**Exercise goal**
Apart from the pictures, please restate every entry below exactly.

(Dataset entries)
== Segment start ==

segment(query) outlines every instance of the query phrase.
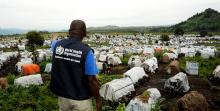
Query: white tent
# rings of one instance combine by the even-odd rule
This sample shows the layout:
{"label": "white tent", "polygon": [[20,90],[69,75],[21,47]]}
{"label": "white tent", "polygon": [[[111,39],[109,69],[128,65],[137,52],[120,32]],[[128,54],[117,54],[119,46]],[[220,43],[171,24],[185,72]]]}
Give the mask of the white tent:
{"label": "white tent", "polygon": [[211,48],[204,48],[201,52],[201,57],[204,59],[208,59],[209,57],[215,56],[215,50]]}
{"label": "white tent", "polygon": [[187,75],[180,72],[177,75],[169,78],[168,80],[166,80],[164,84],[164,88],[169,92],[178,92],[178,93],[188,92],[190,87],[189,87]]}
{"label": "white tent", "polygon": [[141,67],[141,64],[142,64],[142,62],[141,62],[141,59],[139,56],[131,56],[128,60],[128,66],[130,68]]}
{"label": "white tent", "polygon": [[29,87],[30,85],[41,85],[43,84],[43,80],[40,74],[28,75],[15,79],[14,84],[17,86]]}
{"label": "white tent", "polygon": [[100,55],[98,61],[105,62],[107,58],[107,55]]}
{"label": "white tent", "polygon": [[199,63],[194,61],[186,61],[186,72],[189,75],[199,74]]}
{"label": "white tent", "polygon": [[220,79],[220,65],[218,65],[215,70],[213,71],[213,75],[215,78],[219,78]]}
{"label": "white tent", "polygon": [[135,84],[138,80],[142,79],[143,77],[148,77],[142,67],[133,67],[127,72],[124,73],[124,77],[129,77],[133,83]]}
{"label": "white tent", "polygon": [[20,50],[20,51],[25,50],[25,44],[18,45],[18,50]]}
{"label": "white tent", "polygon": [[129,78],[115,79],[101,86],[99,93],[105,100],[118,101],[121,97],[135,91],[133,81]]}
{"label": "white tent", "polygon": [[143,50],[143,54],[147,54],[147,55],[154,55],[154,48],[151,47],[146,47]]}
{"label": "white tent", "polygon": [[[140,98],[140,96],[149,96],[149,98]],[[152,106],[158,101],[160,97],[161,94],[157,88],[147,89],[142,95],[136,96],[134,99],[132,99],[126,106],[125,111],[150,111]],[[142,100],[147,98],[147,101]]]}
{"label": "white tent", "polygon": [[121,59],[118,56],[108,56],[107,58],[108,64],[111,64],[113,66],[120,65],[122,63]]}
{"label": "white tent", "polygon": [[51,72],[51,69],[52,69],[52,63],[47,63],[44,72],[49,73]]}
{"label": "white tent", "polygon": [[152,57],[150,59],[145,60],[142,64],[142,67],[147,72],[149,71],[151,73],[155,73],[155,70],[158,68],[157,58]]}

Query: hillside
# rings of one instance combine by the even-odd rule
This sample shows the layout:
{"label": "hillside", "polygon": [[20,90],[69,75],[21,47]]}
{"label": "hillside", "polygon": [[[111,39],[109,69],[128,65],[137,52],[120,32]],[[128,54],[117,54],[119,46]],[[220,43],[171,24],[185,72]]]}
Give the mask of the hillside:
{"label": "hillside", "polygon": [[175,28],[182,28],[187,32],[201,30],[217,32],[220,31],[220,13],[208,8],[204,12],[197,13],[186,21],[171,26],[172,30]]}
{"label": "hillside", "polygon": [[111,26],[107,25],[104,27],[89,27],[89,32],[167,32],[168,26]]}

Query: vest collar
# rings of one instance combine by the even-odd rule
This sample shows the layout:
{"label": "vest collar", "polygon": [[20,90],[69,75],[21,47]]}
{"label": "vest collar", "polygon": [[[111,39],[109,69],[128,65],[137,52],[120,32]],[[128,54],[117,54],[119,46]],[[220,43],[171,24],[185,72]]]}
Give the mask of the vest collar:
{"label": "vest collar", "polygon": [[76,41],[82,41],[81,38],[79,36],[76,36],[76,35],[70,35],[69,39],[70,40],[76,40]]}

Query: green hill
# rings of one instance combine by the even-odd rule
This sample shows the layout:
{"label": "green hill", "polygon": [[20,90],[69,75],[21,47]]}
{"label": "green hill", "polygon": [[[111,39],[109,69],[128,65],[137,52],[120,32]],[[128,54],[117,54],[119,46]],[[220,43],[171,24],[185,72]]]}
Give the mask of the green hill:
{"label": "green hill", "polygon": [[202,30],[210,32],[220,31],[220,13],[211,8],[202,13],[190,17],[188,20],[171,26],[171,29],[182,28],[187,32],[198,32]]}

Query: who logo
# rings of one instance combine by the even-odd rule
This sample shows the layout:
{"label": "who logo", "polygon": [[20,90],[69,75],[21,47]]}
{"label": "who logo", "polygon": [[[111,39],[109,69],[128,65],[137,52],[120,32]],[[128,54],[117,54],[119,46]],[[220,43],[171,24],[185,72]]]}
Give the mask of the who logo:
{"label": "who logo", "polygon": [[62,46],[58,46],[56,48],[56,54],[62,55],[64,53],[64,48]]}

== Segment end ==

**Final answer**
segment(query) outlines every instance of the query phrase.
Query: white tent
# rings of one instance combine by the even-odd rule
This sample shows the layout:
{"label": "white tent", "polygon": [[20,90],[69,75],[21,47]]}
{"label": "white tent", "polygon": [[[111,39],[109,69],[128,65],[137,52],[120,32]],[[128,54],[117,54],[119,46]],[[220,43],[171,24],[185,72]]]}
Give the mask of the white tent:
{"label": "white tent", "polygon": [[211,48],[204,48],[201,52],[201,57],[204,59],[208,59],[209,57],[215,56],[215,50]]}
{"label": "white tent", "polygon": [[187,75],[180,72],[177,75],[169,78],[168,80],[166,80],[164,84],[164,88],[169,92],[178,92],[178,93],[188,92],[190,87],[189,87]]}
{"label": "white tent", "polygon": [[141,67],[141,64],[142,64],[142,62],[141,62],[141,59],[139,56],[131,56],[128,60],[128,66],[130,68]]}
{"label": "white tent", "polygon": [[29,87],[30,85],[41,85],[43,84],[43,80],[40,74],[28,75],[15,79],[14,84],[17,86]]}
{"label": "white tent", "polygon": [[100,55],[98,61],[105,62],[107,58],[107,55]]}
{"label": "white tent", "polygon": [[199,63],[194,61],[186,61],[186,72],[189,75],[199,74]]}
{"label": "white tent", "polygon": [[220,79],[220,65],[218,65],[215,70],[213,71],[213,75],[215,78],[219,78]]}
{"label": "white tent", "polygon": [[135,84],[138,80],[142,79],[143,77],[148,77],[142,67],[133,67],[127,72],[124,73],[124,77],[129,77],[133,83]]}
{"label": "white tent", "polygon": [[20,50],[20,51],[25,50],[25,44],[18,45],[18,50]]}
{"label": "white tent", "polygon": [[129,78],[115,79],[101,86],[99,93],[105,100],[118,101],[121,97],[135,91],[133,81]]}
{"label": "white tent", "polygon": [[143,50],[143,54],[147,54],[147,55],[154,55],[154,48],[151,47],[146,47]]}
{"label": "white tent", "polygon": [[[140,98],[140,96],[149,96],[149,98]],[[152,106],[158,101],[160,97],[161,94],[157,88],[147,89],[142,95],[136,96],[134,99],[132,99],[126,106],[125,111],[150,111]],[[142,100],[147,98],[147,101]]]}
{"label": "white tent", "polygon": [[121,59],[118,56],[108,56],[107,58],[108,64],[111,64],[113,66],[120,65],[122,63]]}
{"label": "white tent", "polygon": [[51,72],[51,69],[52,69],[52,63],[47,63],[44,72],[49,73]]}
{"label": "white tent", "polygon": [[152,57],[150,59],[145,60],[142,64],[142,67],[147,72],[149,71],[151,73],[155,73],[155,70],[158,68],[157,58]]}

Query: hillside
# rings of one instance combine by the even-odd rule
This sample shows the layout:
{"label": "hillside", "polygon": [[20,90],[69,75],[21,47]]}
{"label": "hillside", "polygon": [[[111,39],[109,69],[128,65],[137,52],[120,32]],[[128,54],[117,54],[119,46]],[[220,43],[171,24],[185,72]]]}
Give the mask of the hillside:
{"label": "hillside", "polygon": [[175,28],[182,28],[187,32],[201,30],[217,32],[220,31],[220,13],[208,8],[204,12],[197,13],[186,21],[171,26],[172,30]]}
{"label": "hillside", "polygon": [[111,26],[107,25],[104,27],[89,27],[89,32],[167,32],[168,26]]}

Query: vest collar
# rings of one instance combine by the even-odd rule
This sample shows the layout:
{"label": "vest collar", "polygon": [[20,90],[69,75],[21,47]]}
{"label": "vest collar", "polygon": [[[111,39],[109,69],[128,65],[137,52],[120,32]],[[128,54],[117,54],[119,46]],[[220,43],[171,24],[185,72]]]}
Give the mask of the vest collar:
{"label": "vest collar", "polygon": [[76,41],[82,41],[81,38],[79,36],[76,36],[76,35],[70,35],[69,39],[70,40],[76,40]]}

Query: green hill
# rings of one instance combine by the even-odd rule
This sample shows the layout:
{"label": "green hill", "polygon": [[20,90],[69,75],[21,47]]}
{"label": "green hill", "polygon": [[[111,39],[109,69],[128,65],[137,52],[120,32]],[[128,54],[117,54],[119,46]],[[220,43],[171,24],[185,72]]]}
Give the mask of the green hill:
{"label": "green hill", "polygon": [[202,30],[210,32],[220,31],[220,13],[211,8],[202,13],[190,17],[188,20],[171,26],[171,29],[182,28],[187,32],[198,32]]}

Query: who logo
# rings of one instance combine by the even-odd rule
This sample shows the layout:
{"label": "who logo", "polygon": [[20,90],[69,75],[21,47]]}
{"label": "who logo", "polygon": [[[111,39],[109,69],[128,65],[137,52],[120,32]],[[128,54],[117,54],[119,46]],[[220,43],[171,24],[185,72]]]}
Give the mask of the who logo:
{"label": "who logo", "polygon": [[62,46],[58,46],[56,48],[56,54],[62,55],[64,53],[64,48]]}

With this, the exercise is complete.